Exercise details: Pull out each line in the rows below that contains the string "sand", copying it in full. Matching is case-sensitive.

Region labeling rows:
>>

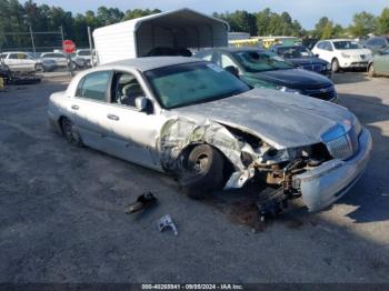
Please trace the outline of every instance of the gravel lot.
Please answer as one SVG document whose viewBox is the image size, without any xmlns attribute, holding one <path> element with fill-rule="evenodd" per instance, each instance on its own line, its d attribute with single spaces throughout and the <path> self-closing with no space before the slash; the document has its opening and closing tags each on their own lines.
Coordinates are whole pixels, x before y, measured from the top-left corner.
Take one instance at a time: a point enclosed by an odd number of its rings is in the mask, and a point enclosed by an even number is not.
<svg viewBox="0 0 389 291">
<path fill-rule="evenodd" d="M 67 80 L 0 92 L 0 282 L 388 282 L 389 79 L 336 83 L 373 136 L 369 168 L 331 209 L 266 225 L 243 194 L 192 201 L 169 177 L 68 146 L 46 118 Z M 159 204 L 126 214 L 146 190 Z M 178 237 L 156 229 L 167 213 Z"/>
</svg>

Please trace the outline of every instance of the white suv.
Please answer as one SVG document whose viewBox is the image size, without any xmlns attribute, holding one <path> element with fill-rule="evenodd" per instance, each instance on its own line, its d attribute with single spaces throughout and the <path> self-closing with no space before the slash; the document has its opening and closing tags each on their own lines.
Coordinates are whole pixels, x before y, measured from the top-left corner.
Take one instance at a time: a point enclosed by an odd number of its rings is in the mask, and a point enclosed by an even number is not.
<svg viewBox="0 0 389 291">
<path fill-rule="evenodd" d="M 362 49 L 358 42 L 348 39 L 321 40 L 316 43 L 312 52 L 320 59 L 332 64 L 332 71 L 347 68 L 367 68 L 372 54 Z"/>
</svg>

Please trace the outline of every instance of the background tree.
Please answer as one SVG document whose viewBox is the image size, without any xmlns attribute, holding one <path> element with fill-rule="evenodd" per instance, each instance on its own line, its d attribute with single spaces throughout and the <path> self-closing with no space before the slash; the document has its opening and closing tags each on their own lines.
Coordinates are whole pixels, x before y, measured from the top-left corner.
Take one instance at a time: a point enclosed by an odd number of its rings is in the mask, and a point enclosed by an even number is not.
<svg viewBox="0 0 389 291">
<path fill-rule="evenodd" d="M 371 13 L 362 11 L 353 14 L 349 30 L 355 37 L 365 37 L 377 31 L 378 19 Z"/>
<path fill-rule="evenodd" d="M 340 24 L 333 23 L 327 17 L 320 18 L 312 31 L 312 36 L 319 39 L 339 38 L 345 36 L 345 33 L 346 32 Z"/>
<path fill-rule="evenodd" d="M 380 34 L 389 34 L 389 8 L 385 8 L 378 18 L 377 32 Z"/>
</svg>

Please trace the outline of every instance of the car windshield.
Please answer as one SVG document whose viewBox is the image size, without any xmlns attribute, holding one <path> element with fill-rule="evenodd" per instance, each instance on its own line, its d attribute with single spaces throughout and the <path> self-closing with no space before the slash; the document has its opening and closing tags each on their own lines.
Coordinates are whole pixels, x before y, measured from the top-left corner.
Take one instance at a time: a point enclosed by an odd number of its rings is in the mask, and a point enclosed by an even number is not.
<svg viewBox="0 0 389 291">
<path fill-rule="evenodd" d="M 78 56 L 88 57 L 88 56 L 90 56 L 90 51 L 89 50 L 81 50 L 78 52 Z"/>
<path fill-rule="evenodd" d="M 237 61 L 248 72 L 293 69 L 295 67 L 278 54 L 266 51 L 240 51 L 233 53 Z"/>
<path fill-rule="evenodd" d="M 210 62 L 192 62 L 144 73 L 166 109 L 210 102 L 250 90 L 250 88 Z"/>
<path fill-rule="evenodd" d="M 350 40 L 333 41 L 333 46 L 337 50 L 357 50 L 361 48 L 358 42 Z"/>
<path fill-rule="evenodd" d="M 313 54 L 305 47 L 281 47 L 278 53 L 286 59 L 311 58 Z"/>
</svg>

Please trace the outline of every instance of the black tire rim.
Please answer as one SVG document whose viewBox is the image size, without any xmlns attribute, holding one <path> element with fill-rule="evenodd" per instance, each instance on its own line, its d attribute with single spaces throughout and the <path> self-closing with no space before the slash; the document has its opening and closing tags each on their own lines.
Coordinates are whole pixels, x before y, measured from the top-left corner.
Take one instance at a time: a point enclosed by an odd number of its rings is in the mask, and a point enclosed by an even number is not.
<svg viewBox="0 0 389 291">
<path fill-rule="evenodd" d="M 66 119 L 62 124 L 64 137 L 70 143 L 76 144 L 78 142 L 78 136 L 73 130 L 73 123 Z"/>
<path fill-rule="evenodd" d="M 205 153 L 199 154 L 196 160 L 194 160 L 194 164 L 193 164 L 193 171 L 194 173 L 201 174 L 205 172 L 205 169 L 207 168 L 209 162 L 209 157 Z"/>
<path fill-rule="evenodd" d="M 42 72 L 42 71 L 44 71 L 44 68 L 43 68 L 42 64 L 37 64 L 37 66 L 36 66 L 36 70 L 37 70 L 38 72 Z"/>
</svg>

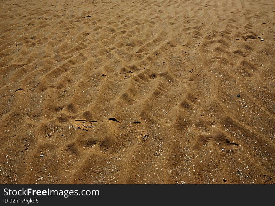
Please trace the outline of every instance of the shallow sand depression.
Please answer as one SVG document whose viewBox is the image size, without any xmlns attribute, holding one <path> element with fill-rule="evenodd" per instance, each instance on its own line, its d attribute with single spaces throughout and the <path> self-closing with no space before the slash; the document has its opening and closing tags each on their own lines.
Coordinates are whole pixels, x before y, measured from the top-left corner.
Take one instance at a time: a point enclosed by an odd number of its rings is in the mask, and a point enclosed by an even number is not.
<svg viewBox="0 0 275 206">
<path fill-rule="evenodd" d="M 274 6 L 2 1 L 0 183 L 275 183 Z"/>
</svg>

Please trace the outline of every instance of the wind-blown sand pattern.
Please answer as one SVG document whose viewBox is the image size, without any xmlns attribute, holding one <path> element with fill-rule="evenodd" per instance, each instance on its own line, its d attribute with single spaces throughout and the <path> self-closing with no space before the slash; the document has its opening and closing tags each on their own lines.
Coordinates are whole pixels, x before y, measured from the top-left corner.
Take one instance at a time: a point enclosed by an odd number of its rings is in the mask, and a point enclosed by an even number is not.
<svg viewBox="0 0 275 206">
<path fill-rule="evenodd" d="M 274 3 L 2 1 L 0 183 L 274 183 Z"/>
</svg>

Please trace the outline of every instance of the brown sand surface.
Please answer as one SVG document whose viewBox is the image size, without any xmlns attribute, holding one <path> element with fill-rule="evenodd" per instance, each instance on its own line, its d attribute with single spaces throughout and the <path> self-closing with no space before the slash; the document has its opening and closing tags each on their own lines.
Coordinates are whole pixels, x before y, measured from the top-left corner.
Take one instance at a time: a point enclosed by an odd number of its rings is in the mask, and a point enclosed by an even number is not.
<svg viewBox="0 0 275 206">
<path fill-rule="evenodd" d="M 1 1 L 0 183 L 274 183 L 274 5 Z"/>
</svg>

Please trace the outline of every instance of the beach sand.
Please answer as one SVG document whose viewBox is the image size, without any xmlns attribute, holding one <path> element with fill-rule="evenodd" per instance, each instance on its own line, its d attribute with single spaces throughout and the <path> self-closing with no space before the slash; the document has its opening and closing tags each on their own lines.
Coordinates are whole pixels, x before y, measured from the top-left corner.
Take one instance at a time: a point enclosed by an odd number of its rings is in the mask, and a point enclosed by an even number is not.
<svg viewBox="0 0 275 206">
<path fill-rule="evenodd" d="M 1 1 L 0 183 L 275 183 L 274 4 Z"/>
</svg>

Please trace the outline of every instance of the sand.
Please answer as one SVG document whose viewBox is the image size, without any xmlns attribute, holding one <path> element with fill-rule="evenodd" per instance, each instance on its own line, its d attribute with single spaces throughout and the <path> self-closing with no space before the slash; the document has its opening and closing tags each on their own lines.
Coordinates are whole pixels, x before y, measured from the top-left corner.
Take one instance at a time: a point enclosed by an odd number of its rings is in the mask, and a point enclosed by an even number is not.
<svg viewBox="0 0 275 206">
<path fill-rule="evenodd" d="M 2 1 L 0 183 L 275 183 L 274 4 Z"/>
</svg>

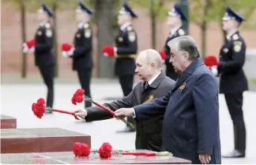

<<

Answer to this task:
Please trace the outline of every instance of the shallow sand depression.
Please trace the outline of every instance of the wind-blown sand pattern.
Please trace the outline of every instance of the brown sand surface.
Please trace the outline of every instance of the beach sand.
Please trace the outline of every instance of the sand.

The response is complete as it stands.